Extrait du texte:
────────

Une frontière franco-suisse tellement présente

Une frontière franco-suisse tellement présente
1 avril 2016

Le Doubs compte près de 170km de frontières communes avec la Suisse et entretient une collaboration soutenue avec son voisin depuis le 19 e siècle. Cette influence  transfrontalière n’est pas sans effet de part et d’autre...


« Une grande tradition de travail avec la Suisse existe dans le Doubs depuis le 19e siècle. A l’époque, un certain nombre d’éleveurs français travaillaient le soir venu sur des montres ou des bouts de montage de montres au profit des Suisses. Cette relation n’a jamais cessé d’évoluer. » Raphaël Bartolt, préfet du Doubs, remonte ainsi aux sources d’un phénomène qui prend aujourd’hui une ampleur considérable. Alors qu’ils étaient 10 000 en 1999 ou encore 16 000 en 2005, ce ne sont pas moins de 32 000 travailleurs français qui franchissent quotidiennement la frontière pour travailler côté suisse, notamment dans les  secteurs de l’horlogerie et de la micromécanique.

Une réalité qui s’explique par l’attrait de salaires nettement supérieurs à ceux pratiqués en France, mais qui génère son lot de complications. « Cette explosion de l’emploi frontalier a eu comme principale conséquence de modifier les conditions de mobilité, souligne Thierry Brunet, chargé de mission sur les relations transfrontalières au Sgar de Bourgogne-Franche-Comté. L’impact sur les points de passages frontaliers a été considérable, notamment sur des routes non prévues pour accueillir une telle affluence, de même qu’à Pontarlier, où de gros embouteillages ont lieu chaque jour. »

travailleurs-frontaliers

Axe majeur : la gestion des déplacements

La gestion des transports et des déplacements est donc un défi majeur pour les deux pays, incarné dans la stratégie de  coopération transfrontalière de l’Arc Jurassien. « La présence de l’État dans cet « Arc » lui permet de faire entendre sa voix et de mobiliser ses services en coopération transfrontalière, poursuit Thierry Brunet. Ainsi, notre approche n’est pas séparée d’un côté ou de l’autre de la frontière mais repose sur une vision macro-territoriale. »

────────

Items fournis:
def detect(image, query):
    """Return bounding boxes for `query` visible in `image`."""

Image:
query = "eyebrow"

────────

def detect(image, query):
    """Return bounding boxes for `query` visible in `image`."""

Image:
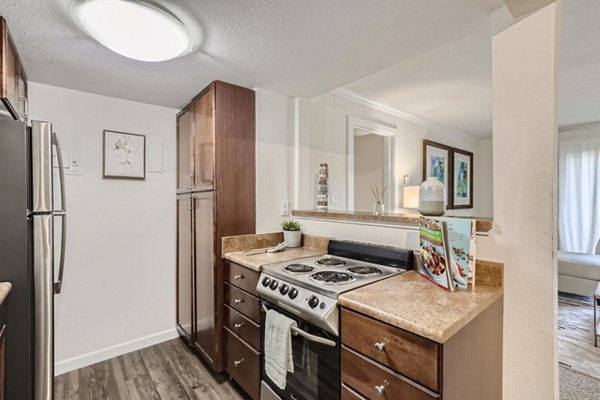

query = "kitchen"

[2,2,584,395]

────────

Énoncé du problème: Recopiez fidèlement, dans l'article sur la frontière franco-suisse, le passage qui s'ouvre sur les mots où figure « Le Doubs compte » et se referme sur « part et d’autre... ». Les items ne sont d'aucune utilité ici.

Réponse ci-dessous:
Le Doubs compte près de 170km de frontières communes avec la Suisse et entretient une collaboration soutenue avec son voisin depuis le 19 e siècle. Cette influence  transfrontalière n’est pas sans effet de part et d’autre...